GOAL OF THE EXERCISE
Gather every line of the listing below that contains the word "black". Case counts.

Records from a collection:
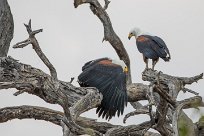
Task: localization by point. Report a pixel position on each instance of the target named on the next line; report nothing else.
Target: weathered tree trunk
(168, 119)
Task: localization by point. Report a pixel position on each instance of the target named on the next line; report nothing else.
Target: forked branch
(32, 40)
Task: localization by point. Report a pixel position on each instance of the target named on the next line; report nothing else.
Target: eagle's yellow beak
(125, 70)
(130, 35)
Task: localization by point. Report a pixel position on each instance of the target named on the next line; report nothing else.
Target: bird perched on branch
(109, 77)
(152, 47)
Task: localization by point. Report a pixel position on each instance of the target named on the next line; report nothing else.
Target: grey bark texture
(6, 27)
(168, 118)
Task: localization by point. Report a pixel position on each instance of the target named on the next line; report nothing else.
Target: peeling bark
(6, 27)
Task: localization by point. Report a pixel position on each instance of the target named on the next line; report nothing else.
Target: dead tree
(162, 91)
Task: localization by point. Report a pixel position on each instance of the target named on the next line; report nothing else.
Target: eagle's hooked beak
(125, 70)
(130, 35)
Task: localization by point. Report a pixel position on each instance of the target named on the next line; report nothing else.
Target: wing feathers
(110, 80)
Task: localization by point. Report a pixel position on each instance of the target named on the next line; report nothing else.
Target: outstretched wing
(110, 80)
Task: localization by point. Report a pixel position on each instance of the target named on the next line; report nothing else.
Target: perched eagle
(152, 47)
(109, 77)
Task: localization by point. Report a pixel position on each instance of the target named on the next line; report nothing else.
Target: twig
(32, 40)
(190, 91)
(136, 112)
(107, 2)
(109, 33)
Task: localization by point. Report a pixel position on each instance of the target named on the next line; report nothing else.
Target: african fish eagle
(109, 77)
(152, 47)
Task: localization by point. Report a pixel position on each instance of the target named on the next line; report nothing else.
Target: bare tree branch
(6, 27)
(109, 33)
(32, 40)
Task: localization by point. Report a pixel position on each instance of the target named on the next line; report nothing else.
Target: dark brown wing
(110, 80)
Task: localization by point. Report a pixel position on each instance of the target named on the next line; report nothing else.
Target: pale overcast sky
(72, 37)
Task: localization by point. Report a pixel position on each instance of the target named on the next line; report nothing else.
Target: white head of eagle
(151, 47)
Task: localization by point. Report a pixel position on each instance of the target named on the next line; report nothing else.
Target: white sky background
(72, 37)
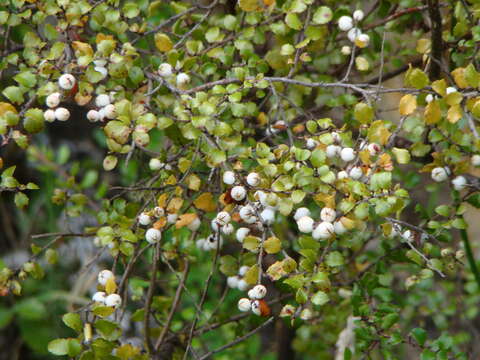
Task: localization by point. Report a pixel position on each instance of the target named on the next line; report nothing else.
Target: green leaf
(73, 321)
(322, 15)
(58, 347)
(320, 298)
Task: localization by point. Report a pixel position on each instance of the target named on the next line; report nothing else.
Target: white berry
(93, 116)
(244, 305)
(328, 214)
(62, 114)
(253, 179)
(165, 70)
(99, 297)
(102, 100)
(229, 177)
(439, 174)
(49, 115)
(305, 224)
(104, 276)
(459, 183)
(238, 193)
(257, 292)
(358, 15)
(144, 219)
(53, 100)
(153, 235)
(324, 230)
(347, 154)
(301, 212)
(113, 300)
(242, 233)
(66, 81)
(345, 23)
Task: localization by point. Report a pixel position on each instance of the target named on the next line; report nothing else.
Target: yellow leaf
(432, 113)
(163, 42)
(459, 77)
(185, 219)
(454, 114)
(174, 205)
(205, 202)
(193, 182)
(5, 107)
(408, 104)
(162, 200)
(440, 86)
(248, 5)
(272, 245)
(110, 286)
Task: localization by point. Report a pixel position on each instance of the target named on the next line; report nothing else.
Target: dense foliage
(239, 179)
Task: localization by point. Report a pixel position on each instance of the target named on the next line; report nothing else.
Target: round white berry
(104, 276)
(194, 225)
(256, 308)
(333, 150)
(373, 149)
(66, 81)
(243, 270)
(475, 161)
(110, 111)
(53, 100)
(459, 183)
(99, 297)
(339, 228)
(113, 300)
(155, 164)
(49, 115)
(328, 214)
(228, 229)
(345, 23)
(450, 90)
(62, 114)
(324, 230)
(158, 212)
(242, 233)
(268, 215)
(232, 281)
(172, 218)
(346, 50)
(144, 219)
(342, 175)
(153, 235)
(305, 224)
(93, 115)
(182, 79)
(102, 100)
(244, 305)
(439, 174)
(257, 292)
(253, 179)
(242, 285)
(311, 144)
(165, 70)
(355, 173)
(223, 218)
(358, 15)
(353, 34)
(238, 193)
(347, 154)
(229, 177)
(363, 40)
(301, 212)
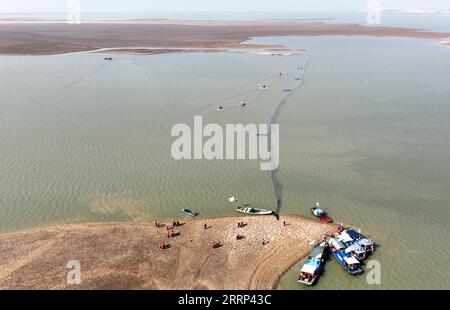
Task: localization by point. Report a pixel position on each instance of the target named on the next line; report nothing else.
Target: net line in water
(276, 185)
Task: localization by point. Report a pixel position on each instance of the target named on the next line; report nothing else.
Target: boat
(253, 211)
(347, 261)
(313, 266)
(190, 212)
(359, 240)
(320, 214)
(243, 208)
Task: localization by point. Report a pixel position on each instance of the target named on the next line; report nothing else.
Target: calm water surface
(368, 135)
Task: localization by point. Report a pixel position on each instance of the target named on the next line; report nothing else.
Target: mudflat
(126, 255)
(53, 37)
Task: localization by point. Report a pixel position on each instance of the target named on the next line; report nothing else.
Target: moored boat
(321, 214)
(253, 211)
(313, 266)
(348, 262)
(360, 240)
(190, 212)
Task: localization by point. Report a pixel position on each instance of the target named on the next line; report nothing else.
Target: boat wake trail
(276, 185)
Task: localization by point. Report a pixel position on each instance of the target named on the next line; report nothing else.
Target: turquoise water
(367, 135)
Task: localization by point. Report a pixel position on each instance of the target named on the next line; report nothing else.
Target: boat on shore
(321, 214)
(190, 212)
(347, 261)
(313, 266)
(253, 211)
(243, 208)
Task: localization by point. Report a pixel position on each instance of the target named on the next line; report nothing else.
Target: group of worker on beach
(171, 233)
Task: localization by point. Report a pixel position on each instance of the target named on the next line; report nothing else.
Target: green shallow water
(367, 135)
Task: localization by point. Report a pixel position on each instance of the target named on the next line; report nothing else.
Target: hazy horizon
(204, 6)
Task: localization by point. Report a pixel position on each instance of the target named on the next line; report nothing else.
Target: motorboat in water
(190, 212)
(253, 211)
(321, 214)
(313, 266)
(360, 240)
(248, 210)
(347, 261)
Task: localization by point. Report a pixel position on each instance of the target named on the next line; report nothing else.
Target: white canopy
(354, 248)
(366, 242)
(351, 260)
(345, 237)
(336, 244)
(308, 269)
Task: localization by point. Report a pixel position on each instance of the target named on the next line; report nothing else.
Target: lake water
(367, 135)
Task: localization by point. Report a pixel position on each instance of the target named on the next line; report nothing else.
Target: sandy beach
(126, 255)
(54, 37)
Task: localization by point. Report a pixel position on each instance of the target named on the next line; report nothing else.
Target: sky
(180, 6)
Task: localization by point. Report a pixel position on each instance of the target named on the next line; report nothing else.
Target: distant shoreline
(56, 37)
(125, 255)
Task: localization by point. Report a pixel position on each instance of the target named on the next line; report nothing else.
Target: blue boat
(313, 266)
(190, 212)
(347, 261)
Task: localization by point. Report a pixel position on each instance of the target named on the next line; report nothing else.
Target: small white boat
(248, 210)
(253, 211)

--

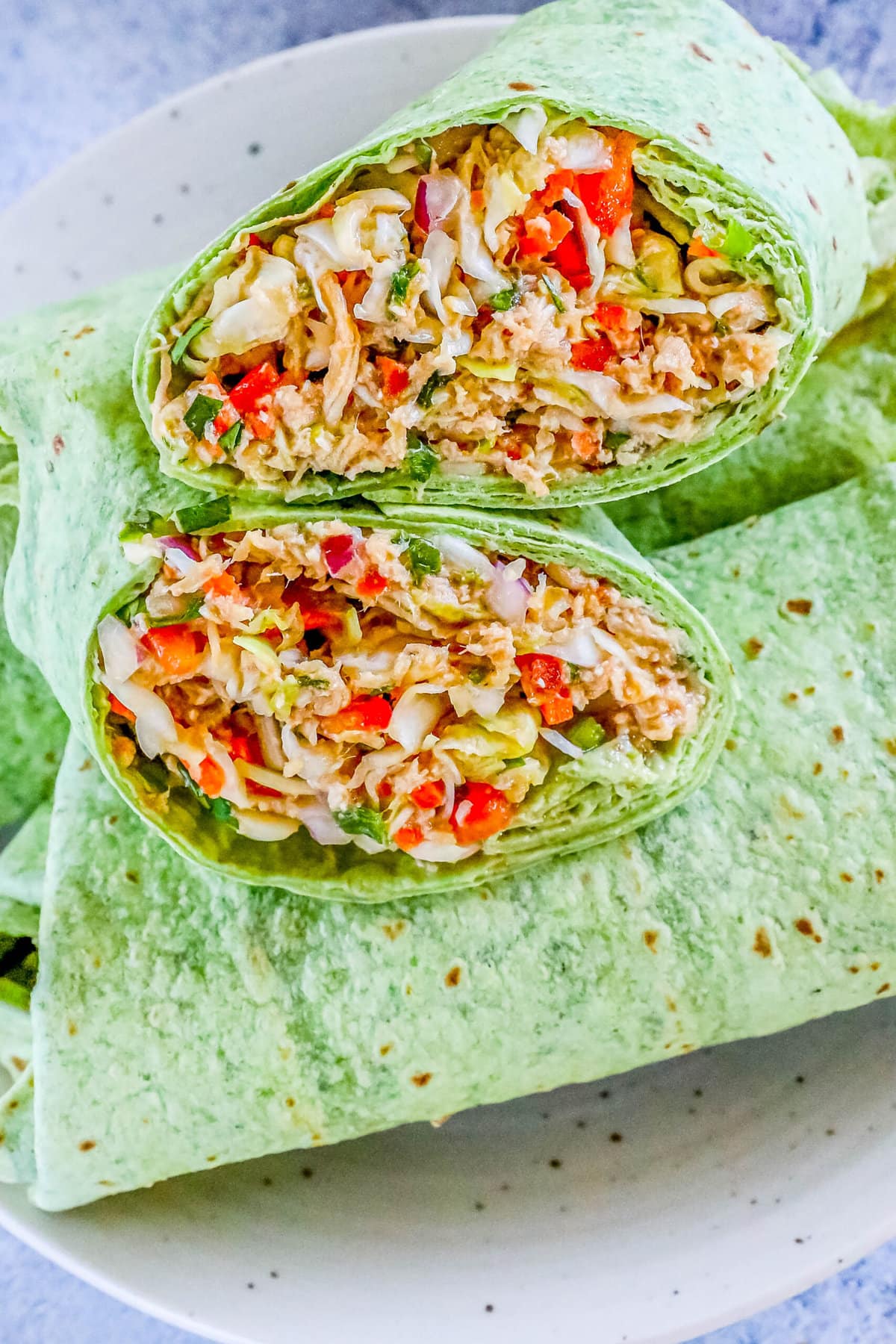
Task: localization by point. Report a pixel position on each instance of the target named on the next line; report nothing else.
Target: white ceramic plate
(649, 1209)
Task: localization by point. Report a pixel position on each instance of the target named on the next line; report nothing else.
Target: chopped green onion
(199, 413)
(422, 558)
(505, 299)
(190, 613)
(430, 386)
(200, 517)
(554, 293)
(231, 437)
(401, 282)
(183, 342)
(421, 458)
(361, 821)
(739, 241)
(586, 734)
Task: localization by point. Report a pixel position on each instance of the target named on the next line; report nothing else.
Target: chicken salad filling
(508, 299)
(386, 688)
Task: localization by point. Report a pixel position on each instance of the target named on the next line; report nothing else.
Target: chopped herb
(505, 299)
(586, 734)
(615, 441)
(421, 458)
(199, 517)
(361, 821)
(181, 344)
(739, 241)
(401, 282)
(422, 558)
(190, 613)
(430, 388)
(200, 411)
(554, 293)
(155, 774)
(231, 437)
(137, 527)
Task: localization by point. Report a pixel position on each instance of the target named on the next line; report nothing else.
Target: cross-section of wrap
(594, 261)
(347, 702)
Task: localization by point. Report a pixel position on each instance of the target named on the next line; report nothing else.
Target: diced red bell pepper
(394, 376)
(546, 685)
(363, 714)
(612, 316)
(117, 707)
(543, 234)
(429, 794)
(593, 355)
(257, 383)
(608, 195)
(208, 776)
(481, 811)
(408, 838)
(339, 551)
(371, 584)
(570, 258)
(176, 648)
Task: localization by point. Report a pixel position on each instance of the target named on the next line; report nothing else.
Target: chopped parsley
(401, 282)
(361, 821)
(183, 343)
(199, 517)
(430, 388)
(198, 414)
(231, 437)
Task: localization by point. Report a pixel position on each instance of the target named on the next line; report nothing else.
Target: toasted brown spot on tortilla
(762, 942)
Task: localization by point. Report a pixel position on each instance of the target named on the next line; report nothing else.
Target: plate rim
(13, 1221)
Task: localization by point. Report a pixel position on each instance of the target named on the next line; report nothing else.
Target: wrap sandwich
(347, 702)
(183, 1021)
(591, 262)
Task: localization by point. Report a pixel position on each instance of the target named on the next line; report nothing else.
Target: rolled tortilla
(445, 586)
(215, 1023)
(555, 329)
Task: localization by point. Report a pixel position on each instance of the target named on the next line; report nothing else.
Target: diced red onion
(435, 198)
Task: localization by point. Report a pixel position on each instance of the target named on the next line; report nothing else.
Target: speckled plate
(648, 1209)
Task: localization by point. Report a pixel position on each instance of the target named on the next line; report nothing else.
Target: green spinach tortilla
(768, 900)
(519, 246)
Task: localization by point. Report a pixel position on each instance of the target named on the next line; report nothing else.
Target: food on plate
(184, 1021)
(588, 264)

--

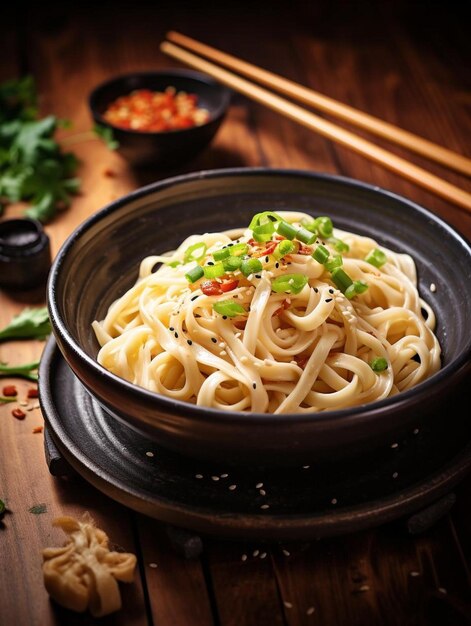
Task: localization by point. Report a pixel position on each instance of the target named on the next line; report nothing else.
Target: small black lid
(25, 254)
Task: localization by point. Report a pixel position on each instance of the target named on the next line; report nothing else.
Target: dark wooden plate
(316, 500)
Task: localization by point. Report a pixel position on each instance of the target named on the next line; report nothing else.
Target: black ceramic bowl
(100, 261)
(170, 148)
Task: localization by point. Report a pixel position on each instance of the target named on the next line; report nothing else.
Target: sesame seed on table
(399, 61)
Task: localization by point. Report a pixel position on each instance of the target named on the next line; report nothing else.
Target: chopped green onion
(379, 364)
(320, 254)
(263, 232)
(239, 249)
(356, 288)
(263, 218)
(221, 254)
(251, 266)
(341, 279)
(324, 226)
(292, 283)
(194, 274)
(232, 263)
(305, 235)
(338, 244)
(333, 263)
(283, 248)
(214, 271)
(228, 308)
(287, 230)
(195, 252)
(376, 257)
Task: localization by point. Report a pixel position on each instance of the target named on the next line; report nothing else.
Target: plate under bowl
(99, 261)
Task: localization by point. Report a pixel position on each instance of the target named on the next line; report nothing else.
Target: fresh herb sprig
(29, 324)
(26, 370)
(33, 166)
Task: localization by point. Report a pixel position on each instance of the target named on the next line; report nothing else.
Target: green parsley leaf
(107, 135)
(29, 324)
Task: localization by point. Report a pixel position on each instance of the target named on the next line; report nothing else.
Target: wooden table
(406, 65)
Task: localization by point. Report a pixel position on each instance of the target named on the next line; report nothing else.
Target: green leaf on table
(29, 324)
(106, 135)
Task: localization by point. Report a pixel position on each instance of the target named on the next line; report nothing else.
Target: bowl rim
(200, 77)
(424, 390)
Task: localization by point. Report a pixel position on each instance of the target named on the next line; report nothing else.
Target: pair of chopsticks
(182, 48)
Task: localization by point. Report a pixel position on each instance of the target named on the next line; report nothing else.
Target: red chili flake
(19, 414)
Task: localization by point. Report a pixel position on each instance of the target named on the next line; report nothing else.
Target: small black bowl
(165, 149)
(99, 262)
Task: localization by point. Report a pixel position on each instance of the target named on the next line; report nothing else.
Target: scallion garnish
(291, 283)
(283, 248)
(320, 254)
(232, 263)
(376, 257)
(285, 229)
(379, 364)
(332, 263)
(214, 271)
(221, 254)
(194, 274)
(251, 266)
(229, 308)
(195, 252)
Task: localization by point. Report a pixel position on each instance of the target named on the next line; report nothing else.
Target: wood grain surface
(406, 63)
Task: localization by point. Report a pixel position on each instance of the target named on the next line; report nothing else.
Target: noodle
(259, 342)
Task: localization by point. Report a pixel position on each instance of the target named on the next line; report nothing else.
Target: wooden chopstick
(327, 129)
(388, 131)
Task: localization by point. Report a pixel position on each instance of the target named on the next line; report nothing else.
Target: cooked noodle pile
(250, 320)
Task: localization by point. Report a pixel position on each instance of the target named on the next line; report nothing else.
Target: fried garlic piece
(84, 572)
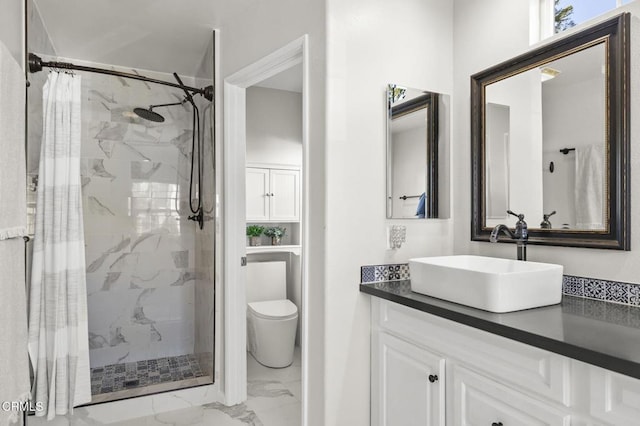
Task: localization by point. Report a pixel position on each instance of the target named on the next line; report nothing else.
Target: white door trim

FULL OUTPUT
Target: small black lid
Target: black ceramic bowl
Target: small black bowl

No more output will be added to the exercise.